▶ _RECORDS FOR THE EXERCISE_
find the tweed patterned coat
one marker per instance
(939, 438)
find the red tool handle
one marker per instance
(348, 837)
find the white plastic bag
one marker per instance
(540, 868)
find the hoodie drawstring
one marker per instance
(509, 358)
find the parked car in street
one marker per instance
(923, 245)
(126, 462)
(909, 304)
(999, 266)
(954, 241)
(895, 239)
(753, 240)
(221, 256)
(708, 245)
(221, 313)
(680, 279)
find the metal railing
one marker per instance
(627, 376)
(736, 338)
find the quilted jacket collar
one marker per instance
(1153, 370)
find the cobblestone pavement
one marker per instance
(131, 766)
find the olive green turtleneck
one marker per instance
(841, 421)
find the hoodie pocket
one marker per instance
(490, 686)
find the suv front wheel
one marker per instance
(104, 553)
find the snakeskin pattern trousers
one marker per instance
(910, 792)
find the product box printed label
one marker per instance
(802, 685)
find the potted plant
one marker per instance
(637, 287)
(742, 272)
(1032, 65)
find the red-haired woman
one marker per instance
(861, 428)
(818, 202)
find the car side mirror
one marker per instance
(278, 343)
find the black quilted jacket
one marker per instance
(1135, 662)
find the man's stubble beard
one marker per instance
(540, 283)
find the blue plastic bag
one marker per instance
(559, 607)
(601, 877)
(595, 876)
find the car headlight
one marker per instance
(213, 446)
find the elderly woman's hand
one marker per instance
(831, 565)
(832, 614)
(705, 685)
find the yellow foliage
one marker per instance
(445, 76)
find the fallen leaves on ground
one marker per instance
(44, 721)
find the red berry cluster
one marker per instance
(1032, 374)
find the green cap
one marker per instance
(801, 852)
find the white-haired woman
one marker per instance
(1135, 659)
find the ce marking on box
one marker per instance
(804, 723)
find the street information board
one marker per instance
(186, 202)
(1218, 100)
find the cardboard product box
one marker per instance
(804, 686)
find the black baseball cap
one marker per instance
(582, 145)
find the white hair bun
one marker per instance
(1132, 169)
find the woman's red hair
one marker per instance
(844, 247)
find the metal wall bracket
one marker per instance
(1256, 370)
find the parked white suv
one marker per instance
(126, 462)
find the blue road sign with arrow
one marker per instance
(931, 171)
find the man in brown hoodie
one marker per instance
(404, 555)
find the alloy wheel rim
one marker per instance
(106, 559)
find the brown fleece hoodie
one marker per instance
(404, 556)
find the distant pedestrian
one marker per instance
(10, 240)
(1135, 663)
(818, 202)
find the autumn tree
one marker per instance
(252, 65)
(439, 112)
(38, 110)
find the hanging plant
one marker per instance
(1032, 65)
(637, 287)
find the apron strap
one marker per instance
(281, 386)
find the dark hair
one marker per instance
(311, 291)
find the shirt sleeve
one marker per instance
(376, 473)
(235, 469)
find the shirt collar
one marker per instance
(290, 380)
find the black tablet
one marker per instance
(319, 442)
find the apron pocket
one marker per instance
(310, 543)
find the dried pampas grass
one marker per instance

▶ _TO BE DONE_
The lines to reproduce run from the one that contains "find the blue plastic bag" through the last line above; copy them exactly.

▶ _TASK ANSWER_
find the blue plastic bag
one marker per instance
(559, 607)
(601, 877)
(595, 876)
find the car headlight
one marker per instance
(213, 446)
find the elderly woman's hand
one marker per instance
(831, 565)
(832, 614)
(705, 685)
find the yellow foliage
one marker per instance
(445, 76)
find the fallen leaves on ground
one marker per instance
(44, 721)
find the red berry cluster
one marker per instance
(1032, 374)
find the green cap
one marker per instance
(801, 852)
find the white-haired woman
one marker per instance
(1135, 659)
find the ce marking on box
one marker per instance
(804, 723)
find the street information board
one marker per instance
(186, 202)
(1218, 100)
find the cardboard product box
one marker per instance
(804, 686)
find the black baseball cap
one marker per instance
(582, 145)
find the white hair bun
one marker per instance
(1132, 169)
find the woman's red hair
one marker per instance
(844, 247)
find the metal wall bracket
one marker per instance
(1256, 370)
find the parked white suv
one marker per instance
(126, 462)
find the blue road sign with arrow
one marker per instance
(931, 171)
find the man in brown hoodie
one marker per instance
(404, 555)
find the alloy wheel rim
one marker per instance
(106, 559)
find the brown fleece hoodie
one marker per instance
(404, 556)
find the distant pedestrian
one marker per instance
(10, 240)
(1135, 663)
(818, 202)
find the autumn tree
one marker per instance
(252, 65)
(439, 112)
(38, 110)
find the hanging plant
one marker per instance
(1032, 65)
(637, 287)
find the apron strap
one marker per instance
(281, 386)
find the dark hair
one marker per instance
(311, 291)
find the shirt sleeve
one marker per instance
(376, 473)
(235, 469)
find the shirt collar
one marker per instance
(290, 380)
find the black tablet
one marker per instance
(319, 442)
find the apron pocket
one marker per instance
(310, 543)
find the dried pampas grass
one marker per instance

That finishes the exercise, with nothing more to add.